## QUOTED TEXT

____

From 75957ba36c05b979701e9ec64b37819adc12f830 Mon Sep 17 00:00:00 2001
From: Tom Herbert <therbert@google.com>
Date: Mon, 28 Nov 2011 16:32:35 +0000
Subject: dql: Dynamic queue limits

Implementation of dynamic queue limits (dql).  This is a libary which
allows a queue limit to be dynamically managed.  The goal of dql is
to set the queue limit, number of objects to the queue, to be minimized
without allowing the queue to be starved.

dql would be used with a queue which has these properties:

1) Objects are queued up to some limit which can be expressed as a
   count of objects.
2) Periodically a completion process executes which retires consumed
   objects.
3) Starvation occurs when limit has been reached, all queued data has
   actually been consumed but completion processing has not yet run,
   so queuing new data is blocked.
4) Minimizing the amount of queued data is desirable.

A canonical example of such a queue would be a NIC HW transmit queue.

The queue limit is dynamic, it will increase or decrease over time
depending on the workload.  The queue limit is recalculated each time
completion processing is done.  Increases occur when the queue is
starved and can exponentially increase over successive intervals.
Decreases occur when more data is being maintained in the queue than
needed to prevent starvation.  The number of extra objects, or "slack",
is measured over successive intervals, and to avoid hysteresis the
limit is only reduced by the miminum slack seen over a configurable
time period.

dql API provides routines to manage the queue:
- dql_init is called to intialize the dql structure
- dql_reset is called to reset dynamic values
- dql_queued called when objects are being enqueued
- dql_avail returns availability in the queue
- dql_completed is called when objects have be consumed in the queue

Configuration consists of:
- max_limit, maximum limit
- min_limit, minimum limit
- slack_hold_time, time to measure instances of slack before reducing
  queue limit

Signed-off-by: Tom Herbert <therbert@google.com>
Acked-by: Eric Dumazet <eric.dumazet@gmail.com>
Signed-off-by: David S. Miller <davem@davemloft.net>
---
 include/linux/dynamic_queue_limits.h |  97 +++++++++++++++++++++++++
 lib/Kconfig                          |   3 +
 lib/Makefile                         |   2 +
 lib/dynamic_queue_limits.c           | 133 +++++++++++++++++++++++++++++++++++
 4 files changed, 235 insertions(+)
 create mode 100644 include/linux/dynamic_queue_limits.h
 create mode 100644 lib/dynamic_queue_limits.c

(limited to 'lib')

____

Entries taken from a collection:
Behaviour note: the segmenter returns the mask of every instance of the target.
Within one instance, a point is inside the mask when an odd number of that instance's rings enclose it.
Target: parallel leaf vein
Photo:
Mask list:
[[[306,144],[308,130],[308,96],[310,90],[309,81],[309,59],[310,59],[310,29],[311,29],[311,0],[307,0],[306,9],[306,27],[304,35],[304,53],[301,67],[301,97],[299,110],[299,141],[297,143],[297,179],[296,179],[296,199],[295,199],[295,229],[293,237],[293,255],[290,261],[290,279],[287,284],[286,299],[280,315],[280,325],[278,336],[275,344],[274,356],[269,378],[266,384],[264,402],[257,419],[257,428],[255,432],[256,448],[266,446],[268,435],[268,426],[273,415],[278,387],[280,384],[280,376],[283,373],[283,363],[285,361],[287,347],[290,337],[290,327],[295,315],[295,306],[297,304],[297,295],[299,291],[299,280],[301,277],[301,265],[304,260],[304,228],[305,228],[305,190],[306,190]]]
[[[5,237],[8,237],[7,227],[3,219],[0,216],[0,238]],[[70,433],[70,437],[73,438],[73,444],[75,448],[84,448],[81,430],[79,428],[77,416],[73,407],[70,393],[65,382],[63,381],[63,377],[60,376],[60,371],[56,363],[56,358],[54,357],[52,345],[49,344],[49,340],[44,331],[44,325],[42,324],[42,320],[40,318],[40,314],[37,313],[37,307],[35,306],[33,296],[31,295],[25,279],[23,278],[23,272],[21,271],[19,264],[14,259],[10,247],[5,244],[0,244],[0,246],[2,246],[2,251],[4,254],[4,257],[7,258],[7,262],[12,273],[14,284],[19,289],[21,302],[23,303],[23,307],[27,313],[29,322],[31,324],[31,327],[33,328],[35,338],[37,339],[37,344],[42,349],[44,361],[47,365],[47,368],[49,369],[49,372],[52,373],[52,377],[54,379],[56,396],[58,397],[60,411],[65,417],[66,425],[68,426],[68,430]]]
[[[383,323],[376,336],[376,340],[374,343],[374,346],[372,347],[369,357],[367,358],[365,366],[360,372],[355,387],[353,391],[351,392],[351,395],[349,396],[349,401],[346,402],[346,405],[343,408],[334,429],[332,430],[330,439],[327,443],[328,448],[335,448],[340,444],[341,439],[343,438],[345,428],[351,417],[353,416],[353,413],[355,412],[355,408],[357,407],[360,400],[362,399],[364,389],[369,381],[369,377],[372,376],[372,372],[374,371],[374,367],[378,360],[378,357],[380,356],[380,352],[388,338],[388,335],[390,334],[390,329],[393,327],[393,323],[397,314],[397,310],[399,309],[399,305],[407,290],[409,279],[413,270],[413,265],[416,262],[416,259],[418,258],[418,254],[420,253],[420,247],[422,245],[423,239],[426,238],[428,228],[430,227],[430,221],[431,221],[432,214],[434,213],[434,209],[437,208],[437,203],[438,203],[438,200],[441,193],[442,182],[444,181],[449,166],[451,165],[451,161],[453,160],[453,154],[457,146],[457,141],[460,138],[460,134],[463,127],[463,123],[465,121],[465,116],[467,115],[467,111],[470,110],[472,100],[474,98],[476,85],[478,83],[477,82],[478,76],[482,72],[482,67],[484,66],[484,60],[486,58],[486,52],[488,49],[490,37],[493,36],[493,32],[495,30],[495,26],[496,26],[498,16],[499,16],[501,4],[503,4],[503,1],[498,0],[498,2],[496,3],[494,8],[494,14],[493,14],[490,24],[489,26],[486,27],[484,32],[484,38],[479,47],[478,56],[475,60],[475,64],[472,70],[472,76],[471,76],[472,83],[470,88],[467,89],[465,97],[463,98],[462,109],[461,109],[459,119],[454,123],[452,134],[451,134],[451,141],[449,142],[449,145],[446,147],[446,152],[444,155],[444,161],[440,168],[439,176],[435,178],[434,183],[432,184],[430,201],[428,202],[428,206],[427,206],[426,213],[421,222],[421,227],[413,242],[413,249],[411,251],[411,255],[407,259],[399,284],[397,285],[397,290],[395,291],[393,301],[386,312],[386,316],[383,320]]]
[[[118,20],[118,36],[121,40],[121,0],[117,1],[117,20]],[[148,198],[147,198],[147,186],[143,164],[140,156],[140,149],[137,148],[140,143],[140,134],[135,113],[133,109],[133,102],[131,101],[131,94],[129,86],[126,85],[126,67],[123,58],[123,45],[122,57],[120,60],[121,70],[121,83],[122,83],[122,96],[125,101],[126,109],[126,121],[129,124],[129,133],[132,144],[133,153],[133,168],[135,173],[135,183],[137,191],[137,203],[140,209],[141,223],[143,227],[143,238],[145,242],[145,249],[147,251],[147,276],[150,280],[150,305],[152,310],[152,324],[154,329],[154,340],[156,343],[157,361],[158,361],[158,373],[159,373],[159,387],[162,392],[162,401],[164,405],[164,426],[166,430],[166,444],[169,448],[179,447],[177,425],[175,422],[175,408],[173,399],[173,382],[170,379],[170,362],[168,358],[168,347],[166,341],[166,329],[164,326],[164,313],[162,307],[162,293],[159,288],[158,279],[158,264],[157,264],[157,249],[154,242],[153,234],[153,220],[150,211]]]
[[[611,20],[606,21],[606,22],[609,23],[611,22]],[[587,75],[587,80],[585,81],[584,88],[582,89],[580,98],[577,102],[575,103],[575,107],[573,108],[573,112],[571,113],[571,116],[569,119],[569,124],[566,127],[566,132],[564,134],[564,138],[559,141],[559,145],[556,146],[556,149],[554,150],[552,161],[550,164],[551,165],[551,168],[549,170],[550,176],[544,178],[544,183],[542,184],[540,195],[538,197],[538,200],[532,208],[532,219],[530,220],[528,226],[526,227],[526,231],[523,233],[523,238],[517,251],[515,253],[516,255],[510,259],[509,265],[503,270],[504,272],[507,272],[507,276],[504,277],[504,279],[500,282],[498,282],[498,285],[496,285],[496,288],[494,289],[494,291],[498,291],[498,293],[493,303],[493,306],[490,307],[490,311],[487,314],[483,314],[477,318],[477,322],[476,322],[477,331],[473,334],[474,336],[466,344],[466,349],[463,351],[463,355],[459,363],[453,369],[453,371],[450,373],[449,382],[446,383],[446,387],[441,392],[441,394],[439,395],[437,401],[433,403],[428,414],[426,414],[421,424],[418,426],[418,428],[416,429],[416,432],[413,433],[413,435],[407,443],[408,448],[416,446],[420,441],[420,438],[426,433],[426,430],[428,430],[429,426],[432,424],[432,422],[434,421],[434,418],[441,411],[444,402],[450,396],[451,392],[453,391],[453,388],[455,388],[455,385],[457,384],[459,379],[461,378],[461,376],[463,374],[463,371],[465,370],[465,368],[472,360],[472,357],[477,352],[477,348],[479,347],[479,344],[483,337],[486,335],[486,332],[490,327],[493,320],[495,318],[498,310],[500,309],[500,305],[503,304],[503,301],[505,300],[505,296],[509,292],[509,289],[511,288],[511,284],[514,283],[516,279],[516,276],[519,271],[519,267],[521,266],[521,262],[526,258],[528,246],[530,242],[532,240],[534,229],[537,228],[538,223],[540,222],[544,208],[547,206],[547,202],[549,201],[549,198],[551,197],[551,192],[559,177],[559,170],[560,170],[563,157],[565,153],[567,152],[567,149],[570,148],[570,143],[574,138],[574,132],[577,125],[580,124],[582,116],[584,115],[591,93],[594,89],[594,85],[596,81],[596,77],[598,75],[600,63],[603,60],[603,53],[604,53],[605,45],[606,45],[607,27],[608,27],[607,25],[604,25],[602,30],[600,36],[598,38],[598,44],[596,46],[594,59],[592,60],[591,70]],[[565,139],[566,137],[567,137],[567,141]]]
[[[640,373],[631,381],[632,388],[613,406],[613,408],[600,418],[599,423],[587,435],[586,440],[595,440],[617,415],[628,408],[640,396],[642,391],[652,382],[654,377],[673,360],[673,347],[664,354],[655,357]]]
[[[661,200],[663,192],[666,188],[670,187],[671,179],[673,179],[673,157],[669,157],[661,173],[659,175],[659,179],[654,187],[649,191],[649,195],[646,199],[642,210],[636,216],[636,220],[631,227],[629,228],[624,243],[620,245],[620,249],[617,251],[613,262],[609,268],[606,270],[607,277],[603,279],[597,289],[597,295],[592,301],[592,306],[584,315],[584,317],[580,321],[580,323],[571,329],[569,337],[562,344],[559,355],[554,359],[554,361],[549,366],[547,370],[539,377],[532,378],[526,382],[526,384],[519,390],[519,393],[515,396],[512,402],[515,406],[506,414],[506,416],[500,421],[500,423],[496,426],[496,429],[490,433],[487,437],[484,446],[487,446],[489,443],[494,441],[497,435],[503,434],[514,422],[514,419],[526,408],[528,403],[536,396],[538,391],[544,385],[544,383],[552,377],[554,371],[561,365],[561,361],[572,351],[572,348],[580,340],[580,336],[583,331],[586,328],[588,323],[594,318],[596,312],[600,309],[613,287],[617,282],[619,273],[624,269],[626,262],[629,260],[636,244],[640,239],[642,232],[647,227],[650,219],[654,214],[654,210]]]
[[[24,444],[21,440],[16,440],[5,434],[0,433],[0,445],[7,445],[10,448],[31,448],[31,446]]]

____

## SET PROBLEM 1
Copy the stretch of the dynamic queue limits patch from "The queue limit is dynamic, it" through "over successive intervals.".
## SET PROBLEM 2
Name every routine that the dynamic queue limits patch gives as part of the dql API.
The listing comes from a separate source and is not part of the dynamic queue limits patch.

## FINAL ANSWER 1
The queue limit is dynamic, it will increase or decrease over time
depending on the workload.  The queue limit is recalculated each time
completion processing is done.  Increases occur when the queue is
starved and can exponentially increase over successive intervals.

## FINAL ANSWER 2
dql_init
dql_reset
dql_queued
dql_avail
dql_completed